◆ **Отрывок из текста**
--------
Тем временем остается место и для поэтики доблестной крови. Поль Клодель одушевляет эту поэтику живой крови, столь отличающуюся от поэзии Эдгара По. Приведем пример, в котором кровь – это как бы вид живой воды: «Любая вода нам желанна; и, конечно, больше воды голубого и девственного моря взывает к тому, что есть у нас между плотью и душою, эта наша человеческая вода, заряженная доблестью и духом, горячая темная кровь»[135].
Вместе с Гордоном Пимом мы, видимо, далеко ушли от интимной жизни[136]: приключениям хочется быть географическими. Но рассказчик, начинающий с описательного повествования, по необходимости окружает его аурой остранения. Значит, ему нужен вымысел; значит, ему нужно черпать образы из собственного подсознания. Так почему же воду, эту универсальную жидкость, тоже не наделить каким-нибудь необычайным свойством? Значит, найденная вода будет водой вымышленной. Вымысел, подчиняющийся законам бессознательного, подсказывает какую-нибудь органическую жидкость. Это может быть и молоко. Но подсознание Эдгара По отмечено особым знаком, и притом роковым: вода соотносится с архетипом. Тут вмешивается сознание: слово кровь на этой странице не встретилось ни разу. Стоит этому слову хотя бы раз прозвучать, как все ополчится против него: сознание отвергнет его с логической точки зрения – как абсурд, с экспериментальной – как невозможность, с интимной – как проклятое воспоминание. Необычайная вода, озадачивающая путешественников, следовательно, должна быть неназываемой кровью, табуированной кровью. Таков ход авторской мысли. А читательской? Либо – что далеко не общая закономерность – подсознание читателя поймет соотнесенность архетипов воды и крови: тогда страница читабельна; «благонамеренного» она может и взволновать; может она и не понравиться, и даже произвести отталкивающее впечатление, что все-таки несет на себе следы вышеуказанной архетипизации. Либо читатель не сможет интерпретировать эту жидкость как кровь: страница теряет всякий интерес; она непонятна. При первом прочтении повести, в годы, когда душа наша «увлекалась позитивизмом»[137], мы не замечали в ней ничего, кроме чересчур несложного авторского произвола. Впоследствии мы поняли, что даже если на этой странице и нет какой бы то ни было объективной истины, то уж субъективным смыслом она обладает. И субъективный смысл с силой притягивает внимание психолога, с опозданием обнаружившего грезы, легшие в основу этого произведения.
--------
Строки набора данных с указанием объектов
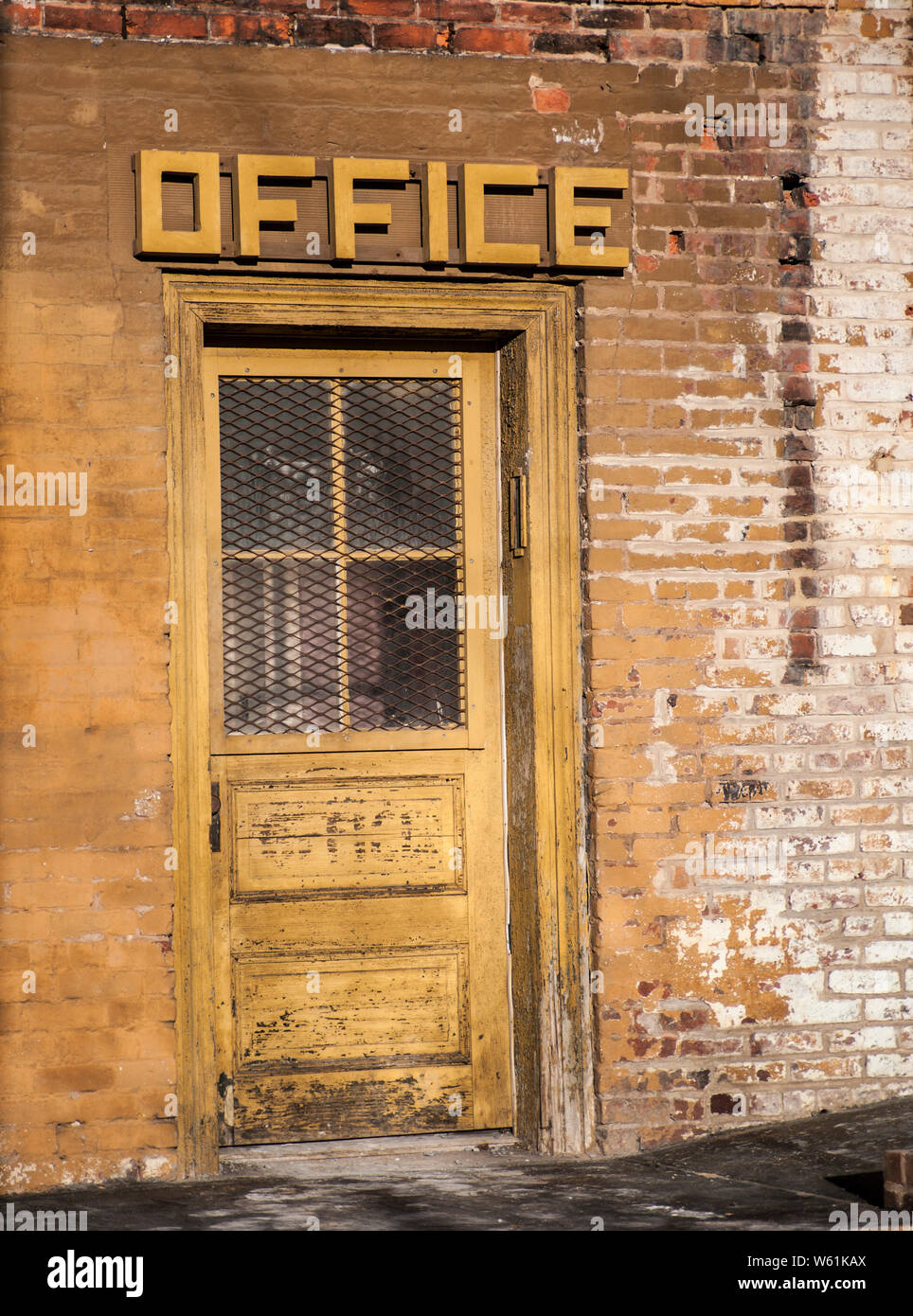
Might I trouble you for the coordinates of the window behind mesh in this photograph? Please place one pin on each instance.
(341, 535)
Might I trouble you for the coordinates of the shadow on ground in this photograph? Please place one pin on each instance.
(781, 1177)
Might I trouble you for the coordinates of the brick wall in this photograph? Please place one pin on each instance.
(506, 27)
(746, 403)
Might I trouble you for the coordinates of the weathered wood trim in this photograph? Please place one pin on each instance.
(536, 323)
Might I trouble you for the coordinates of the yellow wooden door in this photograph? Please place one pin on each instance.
(355, 624)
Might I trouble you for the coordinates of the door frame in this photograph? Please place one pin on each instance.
(531, 324)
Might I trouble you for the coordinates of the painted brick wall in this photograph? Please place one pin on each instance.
(749, 576)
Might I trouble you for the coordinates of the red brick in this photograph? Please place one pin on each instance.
(551, 100)
(492, 41)
(378, 9)
(408, 36)
(331, 32)
(458, 10)
(155, 23)
(250, 27)
(81, 17)
(521, 14)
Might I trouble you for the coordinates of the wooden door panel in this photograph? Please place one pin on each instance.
(348, 836)
(347, 927)
(354, 1103)
(351, 1011)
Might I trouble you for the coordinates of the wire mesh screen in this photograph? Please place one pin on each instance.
(341, 546)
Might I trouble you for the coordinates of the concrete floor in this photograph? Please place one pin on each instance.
(781, 1177)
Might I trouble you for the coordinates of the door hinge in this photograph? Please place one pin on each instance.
(517, 512)
(226, 1094)
(215, 819)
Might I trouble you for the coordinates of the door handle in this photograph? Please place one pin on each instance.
(215, 819)
(517, 515)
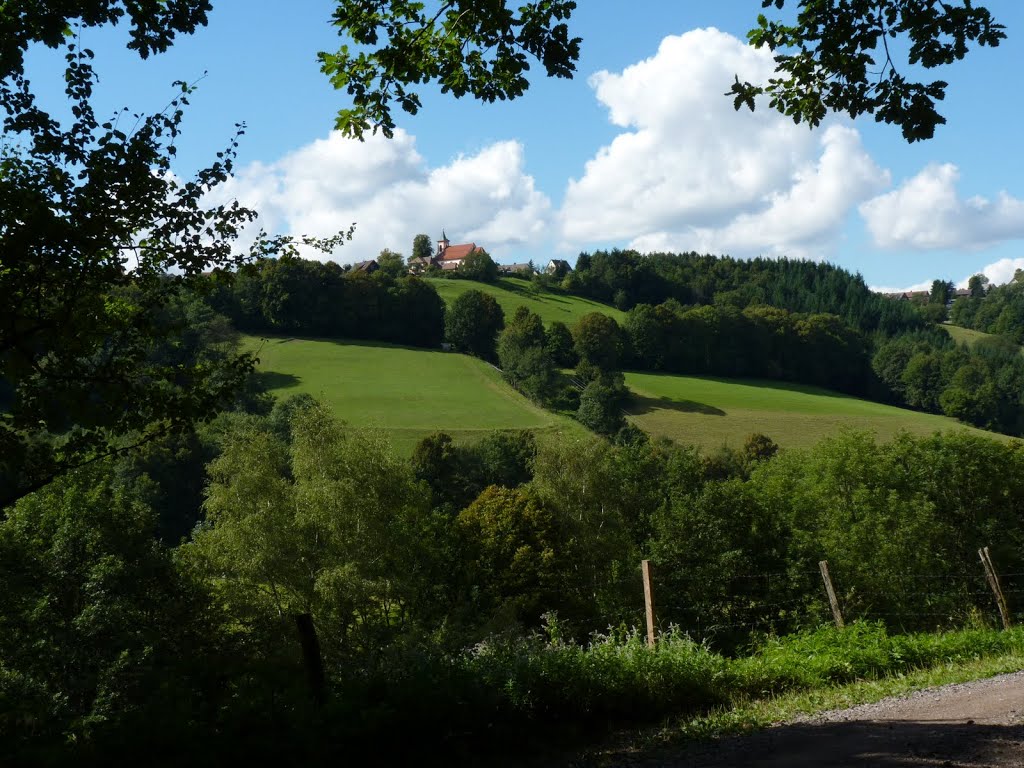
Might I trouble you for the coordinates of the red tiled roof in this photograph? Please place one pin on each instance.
(453, 253)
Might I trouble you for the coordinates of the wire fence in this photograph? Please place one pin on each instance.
(730, 609)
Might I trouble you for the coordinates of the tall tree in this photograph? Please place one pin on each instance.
(422, 248)
(96, 237)
(472, 323)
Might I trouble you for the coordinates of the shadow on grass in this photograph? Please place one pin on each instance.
(268, 380)
(786, 386)
(640, 404)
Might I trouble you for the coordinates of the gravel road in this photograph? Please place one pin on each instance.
(969, 725)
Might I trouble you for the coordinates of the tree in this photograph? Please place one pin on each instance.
(601, 407)
(558, 342)
(598, 343)
(836, 64)
(942, 292)
(96, 237)
(391, 263)
(978, 285)
(422, 248)
(486, 50)
(98, 631)
(523, 356)
(327, 527)
(515, 550)
(478, 265)
(472, 323)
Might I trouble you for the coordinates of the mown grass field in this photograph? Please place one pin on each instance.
(967, 335)
(512, 293)
(711, 412)
(406, 392)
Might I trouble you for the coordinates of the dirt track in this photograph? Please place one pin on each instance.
(970, 725)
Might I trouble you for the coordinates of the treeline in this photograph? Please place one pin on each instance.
(850, 339)
(627, 279)
(334, 592)
(981, 384)
(998, 310)
(294, 295)
(758, 341)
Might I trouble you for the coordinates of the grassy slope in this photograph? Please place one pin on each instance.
(967, 335)
(714, 412)
(514, 292)
(407, 392)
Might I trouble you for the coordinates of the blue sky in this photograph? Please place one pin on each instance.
(641, 150)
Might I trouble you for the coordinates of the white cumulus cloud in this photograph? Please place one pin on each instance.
(690, 172)
(997, 272)
(925, 213)
(389, 192)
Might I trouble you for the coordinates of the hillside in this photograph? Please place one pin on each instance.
(512, 293)
(711, 412)
(412, 392)
(407, 392)
(968, 336)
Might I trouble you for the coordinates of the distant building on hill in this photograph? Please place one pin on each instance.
(446, 257)
(450, 256)
(525, 268)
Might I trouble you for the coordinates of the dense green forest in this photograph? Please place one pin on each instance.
(999, 309)
(195, 572)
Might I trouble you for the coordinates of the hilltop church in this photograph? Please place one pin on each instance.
(448, 256)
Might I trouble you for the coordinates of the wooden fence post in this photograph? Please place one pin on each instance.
(993, 582)
(648, 599)
(833, 601)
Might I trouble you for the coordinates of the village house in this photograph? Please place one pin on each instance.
(558, 267)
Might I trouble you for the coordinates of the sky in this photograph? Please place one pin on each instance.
(640, 150)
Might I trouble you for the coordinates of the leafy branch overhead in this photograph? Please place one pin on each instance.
(839, 56)
(466, 46)
(836, 56)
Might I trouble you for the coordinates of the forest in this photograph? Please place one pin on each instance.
(194, 571)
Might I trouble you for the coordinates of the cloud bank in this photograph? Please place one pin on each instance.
(391, 194)
(925, 213)
(692, 173)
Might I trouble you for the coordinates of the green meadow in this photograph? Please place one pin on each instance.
(406, 392)
(711, 412)
(512, 293)
(967, 335)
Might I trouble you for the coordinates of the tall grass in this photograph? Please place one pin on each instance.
(509, 691)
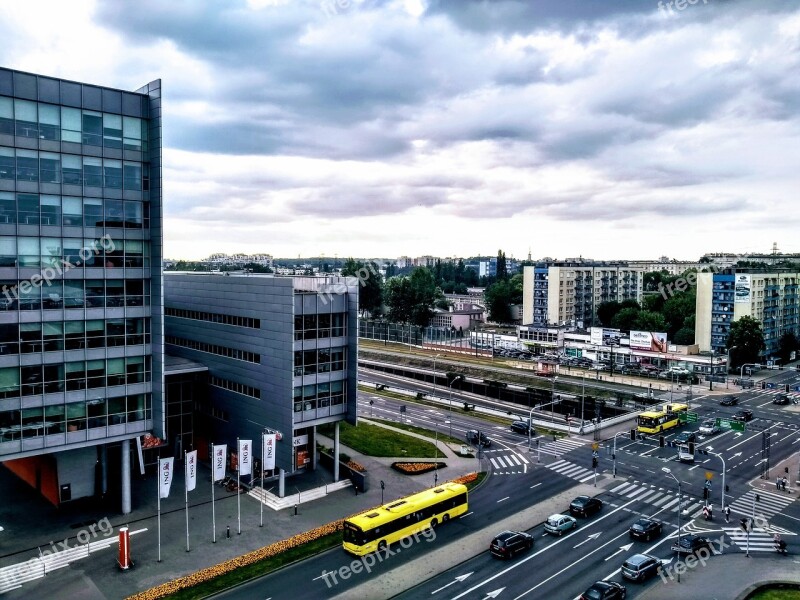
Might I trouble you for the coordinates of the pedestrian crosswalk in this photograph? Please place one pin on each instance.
(659, 497)
(508, 464)
(761, 540)
(766, 505)
(568, 469)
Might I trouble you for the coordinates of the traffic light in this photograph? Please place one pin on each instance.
(745, 524)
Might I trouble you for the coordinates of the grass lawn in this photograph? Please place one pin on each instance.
(243, 574)
(420, 430)
(374, 440)
(776, 594)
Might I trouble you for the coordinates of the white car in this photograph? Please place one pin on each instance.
(709, 427)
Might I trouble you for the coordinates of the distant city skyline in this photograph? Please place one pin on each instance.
(452, 127)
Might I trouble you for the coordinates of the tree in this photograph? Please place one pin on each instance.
(626, 319)
(676, 309)
(787, 344)
(649, 321)
(370, 294)
(498, 296)
(746, 335)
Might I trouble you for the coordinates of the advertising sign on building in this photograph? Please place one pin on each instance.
(600, 336)
(652, 341)
(742, 294)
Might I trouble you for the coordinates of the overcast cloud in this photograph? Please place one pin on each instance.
(452, 127)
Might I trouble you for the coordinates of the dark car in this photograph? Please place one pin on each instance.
(691, 544)
(645, 529)
(522, 427)
(640, 567)
(684, 437)
(584, 506)
(508, 543)
(478, 438)
(605, 590)
(781, 399)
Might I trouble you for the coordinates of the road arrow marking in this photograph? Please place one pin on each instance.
(458, 579)
(594, 536)
(624, 548)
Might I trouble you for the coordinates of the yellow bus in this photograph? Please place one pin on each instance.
(656, 421)
(376, 529)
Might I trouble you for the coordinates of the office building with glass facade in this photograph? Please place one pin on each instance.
(80, 281)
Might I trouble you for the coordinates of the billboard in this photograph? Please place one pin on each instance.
(600, 336)
(652, 341)
(742, 295)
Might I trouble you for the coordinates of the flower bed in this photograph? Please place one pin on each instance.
(417, 468)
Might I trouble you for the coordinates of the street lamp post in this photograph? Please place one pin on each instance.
(711, 371)
(614, 455)
(719, 456)
(434, 374)
(668, 471)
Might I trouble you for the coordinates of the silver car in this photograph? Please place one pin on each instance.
(709, 427)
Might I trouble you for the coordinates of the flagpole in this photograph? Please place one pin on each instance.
(158, 491)
(186, 495)
(238, 495)
(213, 512)
(261, 524)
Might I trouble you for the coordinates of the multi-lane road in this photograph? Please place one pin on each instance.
(562, 567)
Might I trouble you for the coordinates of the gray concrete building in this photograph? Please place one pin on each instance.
(80, 274)
(281, 354)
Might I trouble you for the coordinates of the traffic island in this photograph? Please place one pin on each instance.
(417, 468)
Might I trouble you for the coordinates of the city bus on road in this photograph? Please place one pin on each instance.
(377, 528)
(665, 417)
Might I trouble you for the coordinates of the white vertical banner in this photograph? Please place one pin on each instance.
(269, 451)
(191, 470)
(165, 476)
(220, 452)
(245, 457)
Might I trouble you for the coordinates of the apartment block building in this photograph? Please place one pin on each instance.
(568, 293)
(722, 298)
(80, 273)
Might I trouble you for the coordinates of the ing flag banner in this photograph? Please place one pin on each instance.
(269, 451)
(220, 452)
(191, 470)
(165, 476)
(245, 457)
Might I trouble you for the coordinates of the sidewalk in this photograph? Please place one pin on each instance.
(726, 577)
(32, 524)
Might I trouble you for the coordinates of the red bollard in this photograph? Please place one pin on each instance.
(124, 560)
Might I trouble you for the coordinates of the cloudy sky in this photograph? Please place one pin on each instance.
(380, 128)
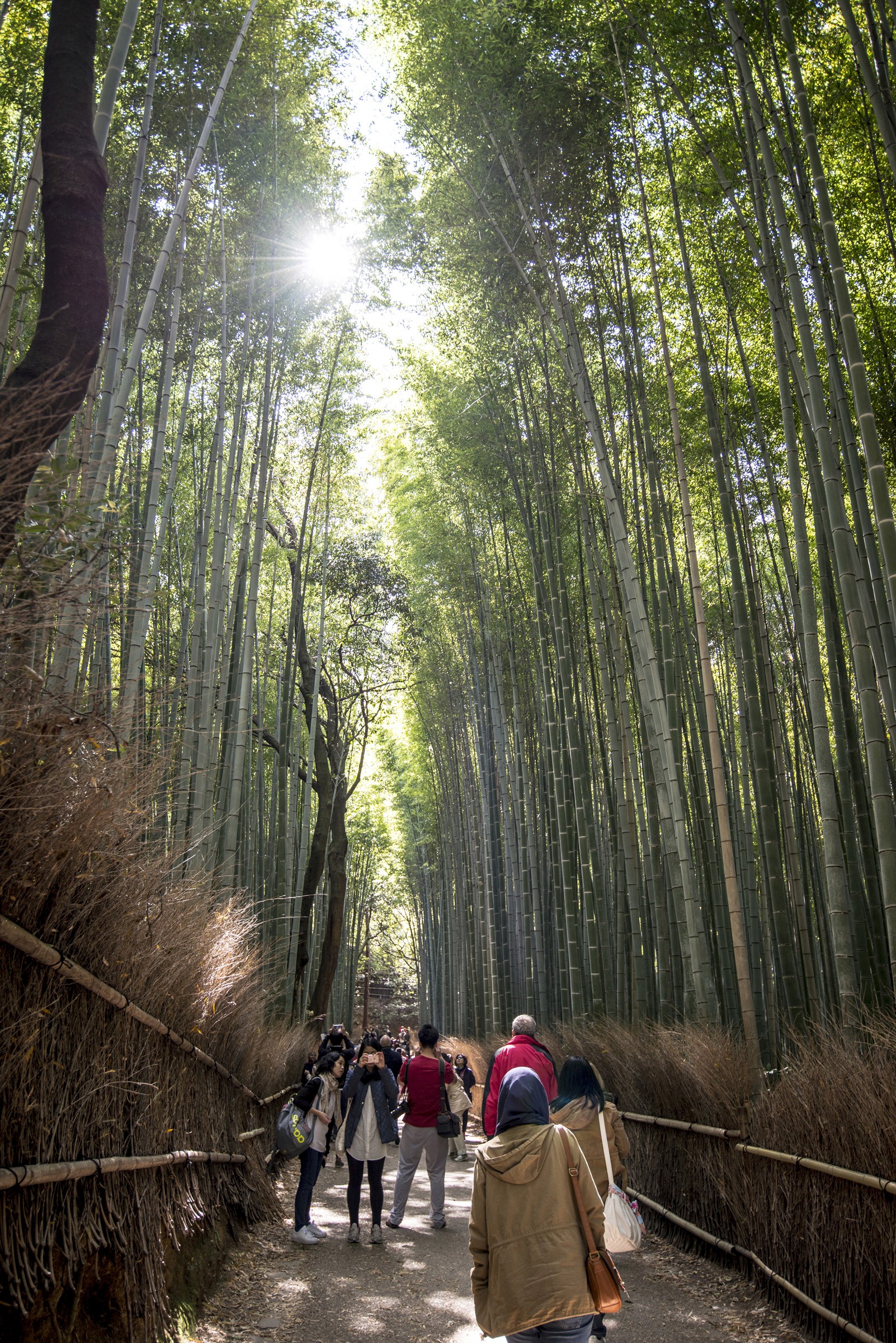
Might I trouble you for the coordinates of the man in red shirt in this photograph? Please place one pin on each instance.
(522, 1051)
(422, 1082)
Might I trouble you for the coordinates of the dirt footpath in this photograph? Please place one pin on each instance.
(415, 1288)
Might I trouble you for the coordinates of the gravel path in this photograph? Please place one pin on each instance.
(415, 1288)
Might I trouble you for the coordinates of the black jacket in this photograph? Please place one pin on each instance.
(393, 1062)
(385, 1095)
(467, 1080)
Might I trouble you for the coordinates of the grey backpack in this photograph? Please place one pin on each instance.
(294, 1129)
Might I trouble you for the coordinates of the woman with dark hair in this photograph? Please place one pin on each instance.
--------
◆ **Задания**
a) Чью поэтику живой крови отрывок называет сильно отличающейся от поэзии Эдгара По?
b) Перепишите строки записей без изменений: от самого начала записей до строки с «(351, 1011)» включительно. Картинки в ответ не включайте.
Отрывок и записи никак не связаны друг с другом.

◆ **Разбор ответов**
a) Поэтику Поля Клоделя.

b)
Might I trouble you for the coordinates of the window behind mesh in this photograph? Please place one pin on each instance.
(341, 535)
Might I trouble you for the coordinates of the shadow on ground in this photograph? Please place one pin on each instance.
(781, 1177)
Might I trouble you for the coordinates of the brick wall in this photograph? Please place one pin on each instance.
(506, 27)
(746, 403)
Might I trouble you for the coordinates of the weathered wood trim in this photograph? Please place one pin on each instance.
(536, 323)
Might I trouble you for the coordinates of the yellow wooden door in this photograph? Please place one pin on each instance.
(355, 624)
Might I trouble you for the coordinates of the door frame in this photograph? Please place one pin on each instance.
(531, 324)
Might I trouble you for the coordinates of the painted brick wall in this photograph? Please place one pin on each instance.
(749, 576)
Might I trouble you for the coordinates of the red brick in this photograph? Please place one pin on each instance.
(551, 100)
(492, 41)
(378, 9)
(408, 36)
(331, 32)
(458, 10)
(155, 23)
(250, 27)
(81, 17)
(521, 14)
Might I trouble you for the coordinates of the wooden door panel in this photograph? Please place one pin on each instance.
(348, 836)
(347, 927)
(354, 1103)
(351, 1011)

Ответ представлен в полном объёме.